Task list
1. Return the stretch of the Projet P.A.L. article from "11/21/2013 02:47 EST" through "through the gaps.", copied word for word.
2. Resume the Projet P.A.L. article from the point where it stops.

*** Opening of Exercise passage ***

NEWS

Projet P.A.L. helps city's vulnerable fill often-invisible needs

11/21/2013 02:47 EST | Updated 01/25/2014 04:01 EST
By the mid-1970s in Montreal, life for those struggling with significant mental health issues was changing. 

A push for de-institutionalization meant former psychiatric patients were now looking for support in the community — and many were left falling through the gaps. 

Projet P.A.L. emerged to fill that void. Founded by a social worker and former patients, the bilingual organization first aimed to help those leaving hospital find housing. 

"We specifically place a lot of emphasis on building skills and helping people to improve their quality of life," said Projet P.A.L. coordinator, Angela Murphy. 

Over the years, the program expanded to cover more of the needs left unfulfilled in an often-stigmatized population. Social clubs, community meals, adult education, work experience, sports, dancing and advocacy all became part of Projet P.A.L.'s work. 

More than 50 people now rely on the organization's supportive housing service and would likely be homeless if it wasn't available, Murphy said.

*** Close of Exercise passage ***
*** Opening of Entries shown ***

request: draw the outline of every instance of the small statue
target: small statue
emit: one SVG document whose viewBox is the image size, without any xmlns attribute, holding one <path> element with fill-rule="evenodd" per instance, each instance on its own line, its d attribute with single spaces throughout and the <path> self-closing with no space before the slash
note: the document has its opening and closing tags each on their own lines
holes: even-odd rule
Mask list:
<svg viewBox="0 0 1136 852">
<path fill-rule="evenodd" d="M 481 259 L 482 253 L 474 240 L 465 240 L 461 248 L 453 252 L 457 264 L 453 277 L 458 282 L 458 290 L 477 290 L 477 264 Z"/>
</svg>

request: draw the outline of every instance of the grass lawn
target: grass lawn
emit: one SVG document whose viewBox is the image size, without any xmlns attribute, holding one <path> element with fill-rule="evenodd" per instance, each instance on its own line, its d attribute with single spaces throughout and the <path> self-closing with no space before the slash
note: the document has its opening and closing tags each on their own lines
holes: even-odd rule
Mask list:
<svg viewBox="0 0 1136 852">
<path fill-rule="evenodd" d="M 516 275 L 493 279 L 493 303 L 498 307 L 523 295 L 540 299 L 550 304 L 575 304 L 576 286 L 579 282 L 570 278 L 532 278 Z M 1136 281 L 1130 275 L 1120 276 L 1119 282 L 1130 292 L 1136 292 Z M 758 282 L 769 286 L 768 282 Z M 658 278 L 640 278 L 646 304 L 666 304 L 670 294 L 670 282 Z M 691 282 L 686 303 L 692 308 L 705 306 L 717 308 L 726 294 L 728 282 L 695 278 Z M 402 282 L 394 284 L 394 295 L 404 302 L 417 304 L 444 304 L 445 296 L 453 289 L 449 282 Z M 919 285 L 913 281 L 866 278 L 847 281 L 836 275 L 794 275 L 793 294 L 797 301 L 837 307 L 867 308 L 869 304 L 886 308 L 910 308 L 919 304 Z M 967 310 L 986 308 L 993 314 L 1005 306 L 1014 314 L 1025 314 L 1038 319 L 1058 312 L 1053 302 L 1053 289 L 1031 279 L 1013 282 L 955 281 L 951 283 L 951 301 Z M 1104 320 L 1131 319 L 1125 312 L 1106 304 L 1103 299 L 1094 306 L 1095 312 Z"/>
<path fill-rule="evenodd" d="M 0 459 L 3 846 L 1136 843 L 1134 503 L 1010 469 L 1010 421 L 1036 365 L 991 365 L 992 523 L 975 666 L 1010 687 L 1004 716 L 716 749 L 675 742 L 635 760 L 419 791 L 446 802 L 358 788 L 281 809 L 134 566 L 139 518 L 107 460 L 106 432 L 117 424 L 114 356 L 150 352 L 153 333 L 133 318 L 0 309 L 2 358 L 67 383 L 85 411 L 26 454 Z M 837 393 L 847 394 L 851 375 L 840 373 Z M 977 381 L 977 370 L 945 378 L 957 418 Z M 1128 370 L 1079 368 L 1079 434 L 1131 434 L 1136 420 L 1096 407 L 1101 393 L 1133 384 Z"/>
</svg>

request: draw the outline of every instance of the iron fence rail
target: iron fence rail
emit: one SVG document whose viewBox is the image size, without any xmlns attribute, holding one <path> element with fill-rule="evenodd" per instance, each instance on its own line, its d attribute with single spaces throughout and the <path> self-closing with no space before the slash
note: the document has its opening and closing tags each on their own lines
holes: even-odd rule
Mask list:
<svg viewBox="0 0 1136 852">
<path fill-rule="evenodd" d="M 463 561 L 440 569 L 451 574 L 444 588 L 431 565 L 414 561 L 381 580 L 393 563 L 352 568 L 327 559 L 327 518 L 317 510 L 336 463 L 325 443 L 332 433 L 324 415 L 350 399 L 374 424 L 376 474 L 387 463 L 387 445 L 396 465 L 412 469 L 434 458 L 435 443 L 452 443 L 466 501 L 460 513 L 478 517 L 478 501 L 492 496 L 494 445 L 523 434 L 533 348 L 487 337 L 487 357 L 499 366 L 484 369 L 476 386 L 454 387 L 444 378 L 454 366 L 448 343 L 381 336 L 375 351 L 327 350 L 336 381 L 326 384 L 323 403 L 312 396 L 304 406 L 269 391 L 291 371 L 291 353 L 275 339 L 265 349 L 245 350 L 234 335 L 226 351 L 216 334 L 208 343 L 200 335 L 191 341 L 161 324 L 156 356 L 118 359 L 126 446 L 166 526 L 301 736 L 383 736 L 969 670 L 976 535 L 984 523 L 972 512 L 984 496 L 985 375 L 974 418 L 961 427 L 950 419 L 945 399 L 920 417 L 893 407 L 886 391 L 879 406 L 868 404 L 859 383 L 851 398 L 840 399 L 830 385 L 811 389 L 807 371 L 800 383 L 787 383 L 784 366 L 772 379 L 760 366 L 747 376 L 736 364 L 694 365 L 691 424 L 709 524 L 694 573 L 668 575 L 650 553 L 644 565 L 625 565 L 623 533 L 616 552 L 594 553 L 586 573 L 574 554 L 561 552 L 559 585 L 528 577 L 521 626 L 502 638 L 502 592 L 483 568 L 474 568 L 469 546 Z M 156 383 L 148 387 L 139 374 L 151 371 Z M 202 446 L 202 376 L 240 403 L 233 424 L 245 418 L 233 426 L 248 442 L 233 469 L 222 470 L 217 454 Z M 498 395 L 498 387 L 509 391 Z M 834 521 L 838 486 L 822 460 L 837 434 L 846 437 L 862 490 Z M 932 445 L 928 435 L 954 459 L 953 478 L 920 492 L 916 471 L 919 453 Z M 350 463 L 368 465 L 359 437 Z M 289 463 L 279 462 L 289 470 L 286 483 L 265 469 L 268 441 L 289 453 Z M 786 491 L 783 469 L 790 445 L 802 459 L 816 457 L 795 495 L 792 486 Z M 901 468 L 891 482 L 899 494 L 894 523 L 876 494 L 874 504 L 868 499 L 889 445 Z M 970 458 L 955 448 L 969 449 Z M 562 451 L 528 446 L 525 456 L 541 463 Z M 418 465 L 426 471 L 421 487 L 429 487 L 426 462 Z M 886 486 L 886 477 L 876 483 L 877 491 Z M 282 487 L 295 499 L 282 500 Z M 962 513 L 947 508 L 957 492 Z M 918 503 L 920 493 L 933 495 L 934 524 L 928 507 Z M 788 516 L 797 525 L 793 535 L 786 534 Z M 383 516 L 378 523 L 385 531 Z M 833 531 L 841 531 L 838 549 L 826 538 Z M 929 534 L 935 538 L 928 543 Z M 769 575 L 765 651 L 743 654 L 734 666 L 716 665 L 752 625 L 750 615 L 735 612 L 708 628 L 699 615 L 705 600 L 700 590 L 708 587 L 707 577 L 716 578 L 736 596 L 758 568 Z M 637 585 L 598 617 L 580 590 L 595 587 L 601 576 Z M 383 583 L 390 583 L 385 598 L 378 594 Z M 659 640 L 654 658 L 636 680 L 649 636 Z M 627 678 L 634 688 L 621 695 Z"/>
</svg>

*** Close of Entries shown ***

Answers to this exercise
1.
11/21/2013 02:47 EST | Updated 01/25/2014 04:01 EST
By the mid-1970s in Montreal, life for those struggling with significant mental health issues was changing. 

A push for de-institutionalization meant former psychiatric patients were now looking for support in the community — and many were left falling through the gaps.

2.
Another 350 more rely on the organization for crisis intervention, aid and accompaniment, referrals and other services offered. 

"Our members consider P.A.L. their home — where they come  to celebrate Christmas, their birthday, share a meal  where they will always be welcome, accepted and supported," Murphy said. 

Another surprising element grew out of the organization initially founded to solve the most basic challenges faced by those struggling to live in the community. 

The P.A.L. choir, established seven years ago out of the need to have a group sing at Christmas, is now one of the organization's most visible components. 

"It's a really good example of how initially (someone) may be seen as a person with a mental heath problem, but underneath, there's a musician, there's a singer, there's someone who can write the words to a song," Murphy said. 

"When the choir comes together,  they're no longer individuals with mental health problems. They're part of a group singing."

Projet P.A.L. receives some funding from Centraide and other sources but, like many community organizations, they struggle to meet demand. 

The demand for community meals never lets up and the pressure on P.A.L.'s other services is growing. 

The choir which performs in the community, has no uniforms, use outdated musical instruments and lack means of transporting their gear around.

"The choir may not seem like and essential service," Murphy said. "But it really does, I feel, demonstrate how a person can reintegrate in the community — how a person can feel important again and give back. So we would like to see some money go there."